::: PASSAGE GIVEN :::

Re: [PR] HIVE-28601: Leverage configurable getPartitions API in HMS to decrease memory footprint in HS2 [hive]

via GitHub Wed, 18 Dec 2024 10:07:47 -0800


wecharyu commented on code in PR #5539:
URL: https://github.com/apache/hive/pull/5539#discussion_r1890470526



##########
ql/src/java/org/apache/hadoop/hive/ql/ddl/table/info/show/status/formatter/ShowTableStatusFormatter.java:
##########
@@ -22,9 +22,15 @@
 import org.apache.hadoop.fs.FileSystem;
 import org.apache.hadoop.fs.Path;
 import org.apache.hadoop.hive.conf.HiveConf;
+import org.apache.hadoop.hive.metastore.api.GetPartitionsFilterSpec;

Review Comment:
   nit: remove unused imports.



##########
ql/src/java/org/apache/hadoop/hive/ql/metadata/Hive.java:
##########
@@ -4466,6 +4526,81 @@ public List<Partition> getPartitionsByFilter(Table tbl, 
String filter)
     return convertFromMetastore(tbl, tParts);
   }
 
+  public List<Partition> getPartitionsWithSpecs(Table tbl, 
GetPartitionsRequest request)
+      throws HiveException, TException {
+
+    if (!tbl.isPartitioned()) {
+      throw new HiveException(ErrorMsg.TABLE_NOT_PARTITIONED, 
tbl.getTableName());
+    }
+    int batchSize= MetastoreConf.getIntVar(Hive.get().getConf(), 
MetastoreConf.ConfVars.BATCH_RETRIEVE_MAX);
+    if(batchSize > 0){
+      return new ArrayList<>(getAllPartitionsWithSpecsInBatches(tbl, 
batchSize, DEFAULT_BATCH_DECAYING_FACTOR, MetastoreConf.getIntVar(
+          Hive.get().getConf(), 
MetastoreConf.ConfVars.GETPARTITIONS_BATCH_MAX_RETRIES), request));
+    }else{
+      return getPartitionsWithSpecsInternal(tbl, request);
+    }
+  }
+
+  public List<Partition> getPartitionsWithSpecsInternal(Table tbl, 
GetPartitionsRequest request)
+      throws HiveException, TException {
+
+    if (!tbl.isPartitioned()) {
+      throw new HiveException(ErrorMsg.TABLE_NOT_PARTITIONED, 
tbl.getTableName());
+    }
+    GetPartitionsResponse response = getMSC().getPartitionsWithSpecs(request);
+    List<org.apache.hadoop.hive.metastore.api.PartitionSpec> partitionSpecs = 
response.getPartitionSpec();
+    List<Partition> partitions = new ArrayList<>();
+    partitions.addAll(convertFromPartSpec(partitionSpecs.iterator(), tbl));
+
+    return partitions;
+  }
+
+  List<Partition> getPartitionsWithSpecsByNames(Table tbl, List<String> 
partNames, GetPartitionsRequest request)

::: EXTRACTED MATERIAL :::

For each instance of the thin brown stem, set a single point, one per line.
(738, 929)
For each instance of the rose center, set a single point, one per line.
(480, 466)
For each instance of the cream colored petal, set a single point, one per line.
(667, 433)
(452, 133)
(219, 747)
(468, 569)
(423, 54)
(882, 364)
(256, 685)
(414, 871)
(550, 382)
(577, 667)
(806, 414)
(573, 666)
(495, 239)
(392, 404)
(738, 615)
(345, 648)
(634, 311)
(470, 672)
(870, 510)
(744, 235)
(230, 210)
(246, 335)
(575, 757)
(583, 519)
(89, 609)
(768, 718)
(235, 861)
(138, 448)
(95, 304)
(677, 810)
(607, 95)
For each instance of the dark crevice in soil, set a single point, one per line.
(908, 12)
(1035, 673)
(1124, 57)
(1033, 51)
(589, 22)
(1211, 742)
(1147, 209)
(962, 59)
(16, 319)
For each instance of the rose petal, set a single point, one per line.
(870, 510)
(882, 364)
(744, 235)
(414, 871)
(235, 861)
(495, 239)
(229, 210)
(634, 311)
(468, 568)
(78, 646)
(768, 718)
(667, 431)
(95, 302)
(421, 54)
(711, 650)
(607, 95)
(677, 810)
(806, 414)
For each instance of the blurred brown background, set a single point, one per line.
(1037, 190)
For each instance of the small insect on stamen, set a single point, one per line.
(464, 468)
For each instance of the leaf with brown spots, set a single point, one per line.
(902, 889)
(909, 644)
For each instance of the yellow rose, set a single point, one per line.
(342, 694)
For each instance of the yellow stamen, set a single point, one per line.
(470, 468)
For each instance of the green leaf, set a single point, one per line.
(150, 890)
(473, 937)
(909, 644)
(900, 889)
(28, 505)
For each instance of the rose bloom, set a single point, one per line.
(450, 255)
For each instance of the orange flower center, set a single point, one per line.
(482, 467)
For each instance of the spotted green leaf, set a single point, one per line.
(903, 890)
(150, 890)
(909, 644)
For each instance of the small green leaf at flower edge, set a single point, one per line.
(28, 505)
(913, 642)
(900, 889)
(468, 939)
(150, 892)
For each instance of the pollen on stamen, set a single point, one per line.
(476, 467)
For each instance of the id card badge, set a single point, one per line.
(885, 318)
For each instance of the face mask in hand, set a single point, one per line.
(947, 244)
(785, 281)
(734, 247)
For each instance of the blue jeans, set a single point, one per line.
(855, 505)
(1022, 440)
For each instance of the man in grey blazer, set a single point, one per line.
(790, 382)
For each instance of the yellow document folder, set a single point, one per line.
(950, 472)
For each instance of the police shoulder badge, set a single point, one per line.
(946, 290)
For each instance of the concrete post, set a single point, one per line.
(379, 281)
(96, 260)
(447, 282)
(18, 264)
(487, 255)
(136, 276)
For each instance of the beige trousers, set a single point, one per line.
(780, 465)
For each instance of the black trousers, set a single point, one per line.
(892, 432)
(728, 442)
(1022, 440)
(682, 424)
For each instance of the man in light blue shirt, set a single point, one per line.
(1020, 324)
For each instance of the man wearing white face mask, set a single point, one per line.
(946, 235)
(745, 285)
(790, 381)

:::

§ **GIVEN TASK**:
In the code review thread, under what condition does getPartitionsWithSpecs call getAllPartitionsWithSpecsInBatches instead of getPartitionsWithSpecsInternal?

§ **ANSWER FOR THIS EXERCISE**:
It uses the batched call when the BATCH_RETRIEVE_MAX setting read from MetastoreConf is greater than zero. That value becomes the batch size, along with DEFAULT_BATCH_DECAYING_FACTOR and the GETPARTITIONS_BATCH_MAX_RETRIES setting. Otherwise it calls getPartitionsWithSpecsInternal directly.